# Firefox 1.0pr Web Browser



## Y-Guy (Jan 30, 2004)

The full 1.0pr version of the amazing, outstanding, superior, free (yes free) version of Mozilla's Firefox has been released. If you surf you got to give this program a try. I can honestly say since using it I run IE very little anymore and when I am forced to I feel awkward using it now. I won't go into all the virtues of Firefox, but I'll say give it a try, read up on it and decide for yourself. No more pop ups, you can block ads and it will import all your IE favorites for you.

*Firefox 1.0*


----------



## luv2rv (Jun 21, 2004)

Unfortunately, we run a MAC G4 at home... wife is a graphic artist and all. Under system requirements it doesn't show MAC as an option.

Wayne


----------



## Y-Guy (Jan 30, 2004)

Wayne it should be an option.

Download Page

*MacOS X*
Double click the Firefox Compressed Disk Image to mount. Your browser may have already uncompressed the image and mounted it for you. Double click the Firefox Disk Image and drag the Firefox application onto your hard disk. Drag the icon to your Dock if you want it to appear there.

Download Mac Compressed Disk Image


----------



## rennerbee (Jul 25, 2004)

We run Mozilla Firefox also and really love it! Especially the no pop ups. We have never been happy with IE and hubby will go on and on about the monopoly of Microsoft and how poor Windows is. One of his favorite moments was when the OS crashed during the Gates presentation! Even I had to laugh at that one! I do have to admit that we are running XP Pro right now though...


----------



## CamperDC (Oct 30, 2003)

WooHoo,

I have been using it ever since I saw you mention it here. It is great. I now use it all the time except at work where we have some apps that require IE.

Thnaks for the recommendation to use it and the update post.

You the man.

Hope you guys have fun this weekend. I am jealous that I cannot be there.


----------



## Y-Guy (Jan 30, 2004)

Glad to help out. If you want a Spell Checker for Firefox you'll want to check out SpellBound note that Firefox does the right thing and blocks any programs attempting to install which prevents being hacked, you'll need add the site vita Tools/options/web features.


----------



## NDJollyMon (Aug 22, 2003)

IE has new upgrade that stops popups, keeps out hackers, and seems to work better.

I've been using it so long, I probably would never figure out something new. Sounds interesting though! Maybe I'll try it!


----------



## vdub (Jun 19, 2004)

*Information given*
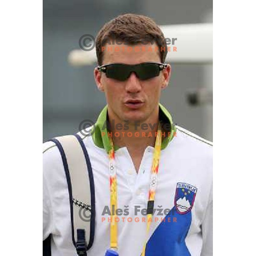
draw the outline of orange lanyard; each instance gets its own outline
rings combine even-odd
[[[110,137],[111,149],[108,152],[109,158],[109,172],[110,173],[110,205],[111,209],[114,207],[114,212],[112,212],[111,221],[110,222],[110,247],[114,250],[117,250],[117,222],[115,221],[116,219],[116,210],[117,209],[117,185],[116,183],[116,170],[115,166],[115,151],[114,145],[111,137]],[[161,126],[158,125],[157,134],[154,149],[152,166],[151,167],[151,177],[149,191],[148,192],[148,207],[147,210],[147,235],[148,234],[150,224],[151,224],[153,209],[154,198],[157,187],[158,167],[160,161],[160,154],[161,153],[161,145],[162,143],[162,131]],[[114,206],[113,207],[113,206]],[[144,246],[143,251],[141,253],[142,256],[145,256],[146,240]]]

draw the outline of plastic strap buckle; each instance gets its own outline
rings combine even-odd
[[[77,242],[76,242],[76,252],[79,256],[87,256],[87,246],[85,241],[85,231],[83,229],[78,229]]]
[[[148,207],[147,207],[147,214],[152,214],[154,209],[154,200],[148,200]]]

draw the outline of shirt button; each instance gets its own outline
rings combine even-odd
[[[140,195],[141,194],[141,190],[140,189],[138,189],[136,192],[136,195]]]

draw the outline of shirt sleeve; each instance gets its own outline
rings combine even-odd
[[[201,256],[212,256],[213,255],[213,203],[212,186],[209,203],[202,223],[203,247]]]
[[[45,171],[47,168],[45,159],[43,159],[43,240],[46,239],[52,233],[52,211],[50,194],[47,184]]]

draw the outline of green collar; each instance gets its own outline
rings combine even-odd
[[[93,140],[95,145],[102,148],[105,148],[107,153],[111,149],[109,139],[108,137],[107,129],[107,119],[108,114],[108,106],[106,106],[102,111],[95,125],[95,131],[93,134]],[[176,131],[176,128],[172,122],[171,114],[161,104],[159,103],[159,119],[163,123],[169,123],[171,128],[170,136],[165,138],[162,142],[161,149],[165,148],[169,142],[173,139]],[[118,149],[115,147],[115,150]]]

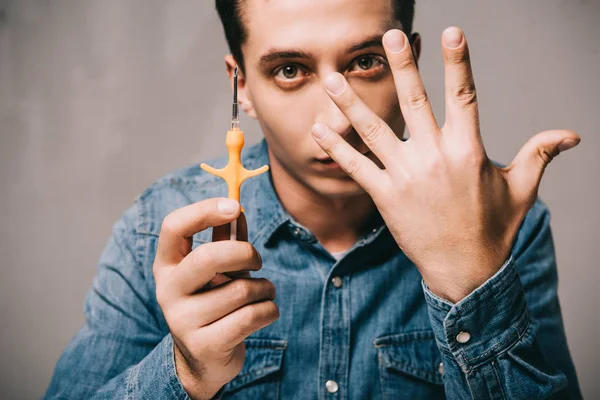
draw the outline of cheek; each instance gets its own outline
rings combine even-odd
[[[315,121],[316,106],[311,97],[312,88],[296,92],[263,89],[256,93],[253,105],[263,133],[271,146],[289,151],[297,158],[318,145],[310,134]]]

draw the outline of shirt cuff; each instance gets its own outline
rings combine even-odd
[[[465,373],[511,347],[531,323],[512,255],[494,276],[456,304],[421,283],[440,350],[451,354]]]
[[[132,399],[190,400],[175,370],[173,338],[170,334],[130,370],[127,386]]]

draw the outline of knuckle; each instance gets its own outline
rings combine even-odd
[[[477,103],[477,90],[475,85],[467,84],[452,91],[452,97],[459,104],[471,105]]]
[[[375,121],[369,123],[365,127],[364,137],[365,137],[365,141],[367,142],[366,143],[367,146],[369,144],[373,144],[377,141],[379,136],[381,136],[382,130],[383,130],[383,125],[380,120],[375,120]]]
[[[413,93],[406,98],[406,105],[409,110],[419,111],[429,105],[427,93]]]
[[[543,167],[550,164],[550,162],[554,158],[554,155],[550,151],[548,151],[548,149],[546,149],[545,147],[542,147],[542,146],[538,147],[538,156],[539,156],[540,160],[542,161]]]
[[[352,91],[346,90],[338,101],[342,109],[350,109],[356,104],[356,95]]]
[[[412,53],[410,55],[404,54],[403,57],[398,57],[394,62],[395,69],[408,69],[412,68],[414,65],[414,60],[412,57]]]
[[[203,266],[211,259],[212,251],[206,246],[198,246],[192,251],[192,264],[195,267]]]
[[[470,63],[469,51],[466,47],[457,51],[450,51],[446,55],[446,60],[449,64]]]
[[[174,213],[167,215],[161,224],[160,231],[161,233],[172,234],[177,232],[177,227],[179,226],[178,218]]]
[[[247,301],[252,296],[252,288],[248,279],[236,279],[233,282],[235,297],[242,302]]]
[[[277,320],[279,319],[279,307],[275,304],[274,301],[269,301],[267,303],[267,315],[270,319]]]
[[[252,325],[254,325],[256,321],[260,319],[260,312],[254,304],[246,306],[244,308],[244,314],[245,318],[243,320],[246,322],[242,323],[244,324],[244,326],[242,327],[243,330],[251,329]]]
[[[346,164],[346,173],[350,175],[351,178],[356,178],[360,171],[360,163],[356,159],[356,157],[351,157]]]

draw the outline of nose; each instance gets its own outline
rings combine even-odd
[[[335,105],[333,100],[329,98],[325,90],[323,90],[323,103],[319,108],[320,112],[317,115],[315,122],[323,122],[331,129],[336,131],[341,137],[346,137],[352,132],[352,124],[346,118],[344,113]]]

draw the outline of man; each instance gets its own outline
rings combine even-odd
[[[198,166],[139,196],[48,398],[580,397],[536,200],[579,137],[543,132],[494,166],[454,27],[439,128],[413,7],[217,1],[265,136],[243,163],[270,173],[244,185],[245,216]]]

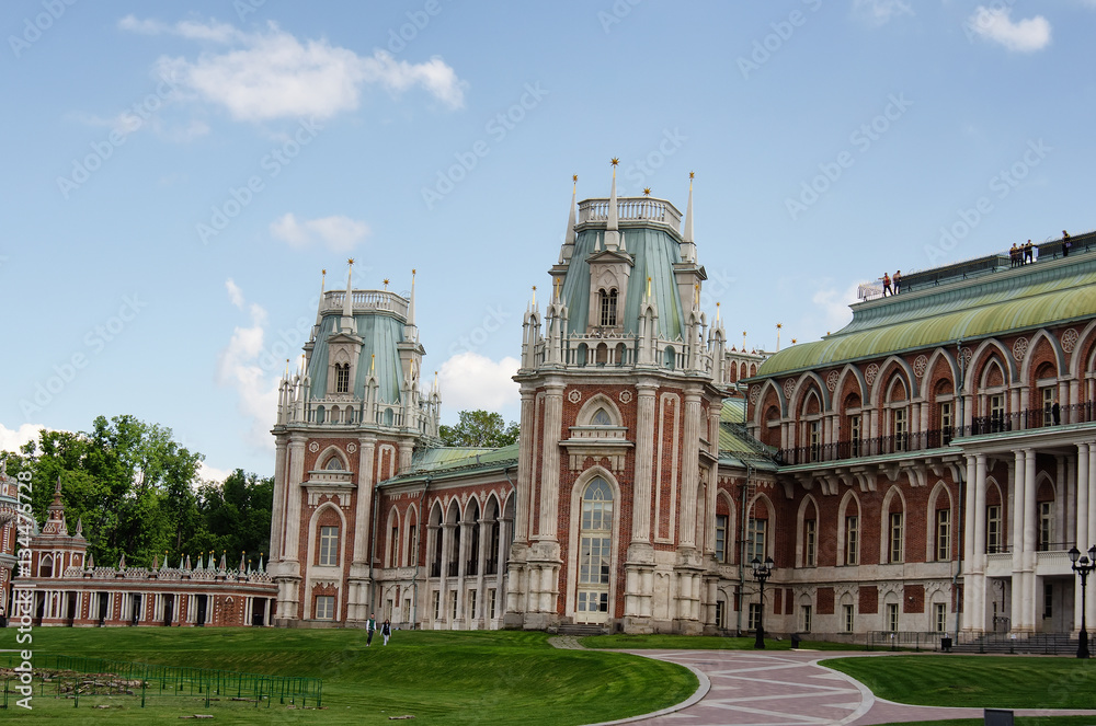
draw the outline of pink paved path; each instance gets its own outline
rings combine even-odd
[[[700,689],[684,708],[628,722],[673,726],[804,726],[893,724],[941,718],[982,718],[981,708],[911,706],[877,699],[866,685],[818,665],[850,653],[756,650],[633,650],[636,655],[687,666]],[[872,657],[887,657],[871,654]],[[707,685],[707,692],[705,687]],[[1096,715],[1096,711],[1016,710],[1017,716]]]

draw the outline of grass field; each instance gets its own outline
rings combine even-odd
[[[753,637],[722,637],[719,635],[591,635],[579,641],[587,648],[621,650],[682,649],[682,650],[752,650]],[[863,645],[803,641],[800,648],[810,650],[863,650]],[[765,638],[767,650],[790,650],[791,641]]]
[[[14,648],[15,631],[0,631]],[[271,629],[61,629],[34,631],[35,653],[87,655],[174,666],[323,679],[323,710],[219,701],[115,696],[109,710],[35,696],[34,710],[2,718],[57,723],[179,723],[212,713],[233,724],[589,724],[684,701],[696,677],[672,664],[620,653],[559,650],[544,633],[398,631],[389,646],[361,631]],[[106,703],[100,699],[96,703]]]
[[[1096,661],[1043,656],[922,655],[837,658],[882,699],[927,706],[1096,708]],[[1096,723],[1093,716],[1085,723]],[[1066,723],[1066,722],[1062,722]]]

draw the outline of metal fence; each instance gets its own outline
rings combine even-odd
[[[3,677],[0,708],[9,707],[9,701],[21,698],[19,687],[26,685],[21,673],[14,671],[23,662],[19,654],[7,655],[7,668],[12,675]],[[34,696],[72,699],[73,707],[80,706],[81,698],[116,695],[139,696],[141,707],[153,696],[204,699],[207,706],[214,699],[231,699],[253,702],[256,708],[265,701],[269,708],[276,699],[283,704],[319,707],[323,694],[323,681],[318,678],[262,676],[109,658],[35,655],[32,668],[28,685]]]

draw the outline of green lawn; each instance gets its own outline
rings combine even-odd
[[[681,649],[681,650],[752,650],[753,637],[723,637],[721,635],[591,635],[579,638],[587,648],[620,650]],[[811,650],[863,650],[863,645],[803,641],[800,648]],[[791,641],[765,638],[767,650],[790,650]]]
[[[1096,708],[1096,661],[1044,656],[882,656],[824,665],[882,699],[928,706]],[[1063,722],[1065,723],[1065,722]],[[1094,723],[1088,716],[1087,724]]]
[[[13,648],[15,631],[0,631],[0,648]],[[88,655],[255,673],[323,679],[322,711],[163,698],[141,710],[139,699],[114,698],[111,710],[81,699],[35,696],[21,716],[73,723],[123,721],[179,723],[181,715],[212,713],[221,723],[589,724],[657,711],[697,688],[696,677],[672,664],[620,653],[558,650],[544,633],[513,631],[399,631],[388,647],[355,630],[271,629],[62,629],[34,631],[35,653]],[[98,701],[96,701],[98,702]],[[218,715],[219,714],[219,715]]]

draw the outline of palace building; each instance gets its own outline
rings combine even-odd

*Actions to take*
a - Summarize the Firefox thread in two sentences.
b - For each statement, say whether it agrees with the Firefox thread, and quote the words of the thread that decide it.
(i) Firefox can import a user's IE favorites.
(ii) CamperDC uses Firefox for everything at work.
(iii) The MacOS X steps say to drag the Firefox application onto the hard disk.
c - Rewrite the Firefox thread starting at "# Firefox 1.0pr" and ending at "favorites for you.", renaming "IE" as "Internet Explorer".

*Expected responses*
a - A forum member announces the release of the free Firefox 1.0pr browser and praises it for ending pop-ups, blocking ads and importing IE favorites, then gives a Mac user the MacOS X installation steps. Other members say they use and like Firefox, while one notes that IE has a new upgrade that stops popups and keeps out hackers.

b -
(i) Yes: "it will import all your IE favorites for you."
(ii) No: "I now use it all the time except at work where we have some apps that require IE."
(iii) Yes: "Double click the Firefox Disk Image and drag the Firefox application onto your hard disk."

c -
# Firefox 1.0pr Web Browser



## Y-Guy (Jan 30, 2004)

The full 1.0pr version of the amazing, outstanding, superior, free (yes free) version of Mozilla's Firefox has been released. If you surf you got to give this program a try. I can honestly say since using it I run Internet Explorer very little anymore and when I am forced to I feel awkward using it now. I won't go into all the virtues of Firefox, but I'll say give it a try, read up on it and decide for yourself. No more pop ups, you can block ads and it will import all your Internet Explorer favorites for you.